───── Metinden Bölüm ─────

×
ASYA

ANALİZ

Bangladeş’te Arap Baharı mı?

Bangladeş’te muhalefet partilerinin 7 Ocak 2024'te yapılacak seçimler için iktidardaki Avami Birliği Partisi yerine geçici bir hükümet kurulması talebi, iktidar ve muhalefet arasındaki gerilimi artırmış durumda.
GÜNEY ASYA ülkelerinden biri olan Bangladeş, hafta sonu seçimlere gidiyor. Son dönemde laiklik, demokrasi, adil seçim, otoriterlik tartışmalarının yoğunlaştığı ülke, Dünya Bankası’nın 2022 verilerine göre 171 milyonluk bir nüfusa sahip. 2050 yılında nüfusun 220 milyona çıkacağı tahmin ediliyor.  Ülkede artan nüfusla birlikte 2017 yılında Myanmar’da yaşanan olaylar nedeniyle yüzbinlerce insan Bangladeş’e sığındı. 2023 yılının Kasım ayı verilerine göre, 965.000’den fazla Rohingya mültecisi Bangladeş’in Myanmar sınırında yaşıyor.  

Bangladeş, Müslüman nüfusun yoğun olduğu bir ülke. Ancak iç ve dış etkenlerden dolayı oldukça kırılgan bir özellik taşıyor. Ülke radikal grupların etkili olmaya çalıştığı bir coğrafyada yer alıyor. Bölgede Devletü’l Irak ve’ş Şam (DEAŞ) ile Jamaat-ul-Mujahideen Bangladeş (JMB) gibi terör örgütleri varlık gösteriyor. Bangladeş’te radikal gruplarla mücadele sürse de bu bir noktada yetersiz kalıyor. Ülkede ayrıca uzun zamandır siyasetten ekonomiye kadar uzanan çeşitli nedenlerin sonucu olan toplumsal olaylar yaşanıyor.

───── Verilen Malzeme ─────

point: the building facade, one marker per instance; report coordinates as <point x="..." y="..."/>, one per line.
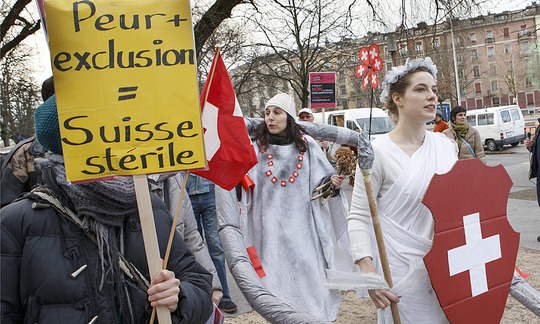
<point x="497" y="58"/>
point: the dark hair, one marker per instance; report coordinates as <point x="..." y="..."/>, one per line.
<point x="399" y="87"/>
<point x="47" y="89"/>
<point x="294" y="134"/>
<point x="456" y="110"/>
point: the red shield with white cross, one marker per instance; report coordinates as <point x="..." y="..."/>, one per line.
<point x="471" y="262"/>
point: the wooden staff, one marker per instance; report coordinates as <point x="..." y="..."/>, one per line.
<point x="380" y="240"/>
<point x="171" y="234"/>
<point x="148" y="227"/>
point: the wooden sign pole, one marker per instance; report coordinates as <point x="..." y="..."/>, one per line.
<point x="380" y="244"/>
<point x="149" y="236"/>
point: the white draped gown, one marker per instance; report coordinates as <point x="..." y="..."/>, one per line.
<point x="399" y="185"/>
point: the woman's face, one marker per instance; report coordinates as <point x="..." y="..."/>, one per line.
<point x="419" y="101"/>
<point x="461" y="118"/>
<point x="276" y="120"/>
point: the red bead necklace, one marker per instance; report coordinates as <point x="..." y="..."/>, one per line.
<point x="295" y="174"/>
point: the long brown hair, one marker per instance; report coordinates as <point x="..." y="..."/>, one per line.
<point x="294" y="134"/>
<point x="399" y="87"/>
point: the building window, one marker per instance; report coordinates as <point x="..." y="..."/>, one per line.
<point x="489" y="36"/>
<point x="478" y="87"/>
<point x="492" y="70"/>
<point x="524" y="47"/>
<point x="472" y="38"/>
<point x="506" y="32"/>
<point x="474" y="54"/>
<point x="523" y="31"/>
<point x="528" y="81"/>
<point x="476" y="71"/>
<point x="358" y="85"/>
<point x="419" y="47"/>
<point x="491" y="51"/>
<point x="494" y="85"/>
<point x="478" y="105"/>
<point x="530" y="99"/>
<point x="403" y="50"/>
<point x="436" y="42"/>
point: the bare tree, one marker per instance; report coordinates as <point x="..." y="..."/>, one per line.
<point x="296" y="36"/>
<point x="19" y="96"/>
<point x="15" y="27"/>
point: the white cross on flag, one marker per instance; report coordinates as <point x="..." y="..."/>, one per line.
<point x="471" y="262"/>
<point x="228" y="149"/>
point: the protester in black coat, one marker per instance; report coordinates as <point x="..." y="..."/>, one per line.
<point x="533" y="147"/>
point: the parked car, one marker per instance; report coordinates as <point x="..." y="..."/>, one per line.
<point x="381" y="123"/>
<point x="498" y="125"/>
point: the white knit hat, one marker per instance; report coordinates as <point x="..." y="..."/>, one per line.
<point x="283" y="101"/>
<point x="305" y="110"/>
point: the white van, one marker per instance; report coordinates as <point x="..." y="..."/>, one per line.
<point x="381" y="123"/>
<point x="498" y="125"/>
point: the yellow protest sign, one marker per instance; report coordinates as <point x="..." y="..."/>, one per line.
<point x="126" y="86"/>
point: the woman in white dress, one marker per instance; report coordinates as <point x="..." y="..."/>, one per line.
<point x="293" y="237"/>
<point x="405" y="161"/>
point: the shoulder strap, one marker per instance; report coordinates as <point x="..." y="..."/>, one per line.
<point x="468" y="145"/>
<point x="127" y="267"/>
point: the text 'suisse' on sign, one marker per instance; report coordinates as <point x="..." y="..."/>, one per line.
<point x="126" y="86"/>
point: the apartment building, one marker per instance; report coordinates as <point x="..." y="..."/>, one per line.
<point x="497" y="57"/>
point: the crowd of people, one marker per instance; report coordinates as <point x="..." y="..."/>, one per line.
<point x="73" y="252"/>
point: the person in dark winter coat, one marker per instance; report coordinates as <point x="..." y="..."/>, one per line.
<point x="74" y="253"/>
<point x="467" y="137"/>
<point x="19" y="173"/>
<point x="532" y="146"/>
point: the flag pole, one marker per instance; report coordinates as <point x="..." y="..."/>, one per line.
<point x="173" y="228"/>
<point x="151" y="246"/>
<point x="380" y="240"/>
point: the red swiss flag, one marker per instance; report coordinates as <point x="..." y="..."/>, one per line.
<point x="228" y="148"/>
<point x="472" y="260"/>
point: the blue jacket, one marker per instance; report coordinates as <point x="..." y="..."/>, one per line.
<point x="41" y="249"/>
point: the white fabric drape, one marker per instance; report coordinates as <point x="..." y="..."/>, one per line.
<point x="406" y="223"/>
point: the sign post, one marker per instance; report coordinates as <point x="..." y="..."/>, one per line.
<point x="127" y="96"/>
<point x="322" y="94"/>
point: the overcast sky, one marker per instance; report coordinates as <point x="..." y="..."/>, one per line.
<point x="42" y="59"/>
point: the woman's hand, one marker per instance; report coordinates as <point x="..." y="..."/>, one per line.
<point x="337" y="180"/>
<point x="382" y="298"/>
<point x="164" y="290"/>
<point x="216" y="296"/>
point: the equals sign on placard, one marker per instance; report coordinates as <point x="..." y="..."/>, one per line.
<point x="127" y="96"/>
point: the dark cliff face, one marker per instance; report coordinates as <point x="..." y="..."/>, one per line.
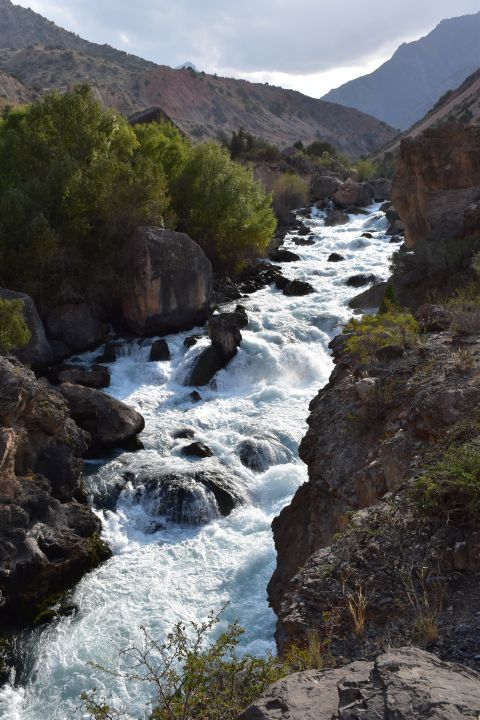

─────

- **Görev Tanımı**
Bangladeş seçimleriyle ilgili metinde "Bangladeş’te Arap Baharı" ifadesinden "Myanmar sınırında yaşıyor." ifadesine kadar uzanan bölümü, iki ucu da dahil, hiç değiştirmeden aynen yaz.

- **Görev Yanıtı**
Bangladeş’te Arap Baharı mı?

Bangladeş’te muhalefet partilerinin 7 Ocak 2024'te yapılacak seçimler için iktidardaki Avami Birliği Partisi yerine geçici bir hükümet kurulması talebi, iktidar ve muhalefet arasındaki gerilimi artırmış durumda.
GÜNEY ASYA ülkelerinden biri olan Bangladeş, hafta sonu seçimlere gidiyor. Son dönemde laiklik, demokrasi, adil seçim, otoriterlik tartışmalarının yoğunlaştığı ülke, Dünya Bankası’nın 2022 verilerine göre 171 milyonluk bir nüfusa sahip. 2050 yılında nüfusun 220 milyona çıkacağı tahmin ediliyor.  Ülkede artan nüfusla birlikte 2017 yılında Myanmar’da yaşanan olaylar nedeniyle yüzbinlerce insan Bangladeş’e sığındı. 2023 yılının Kasım ayı verilerine göre, 965.000’den fazla Rohingya mültecisi Bangladeş’in Myanmar sınırında yaşıyor.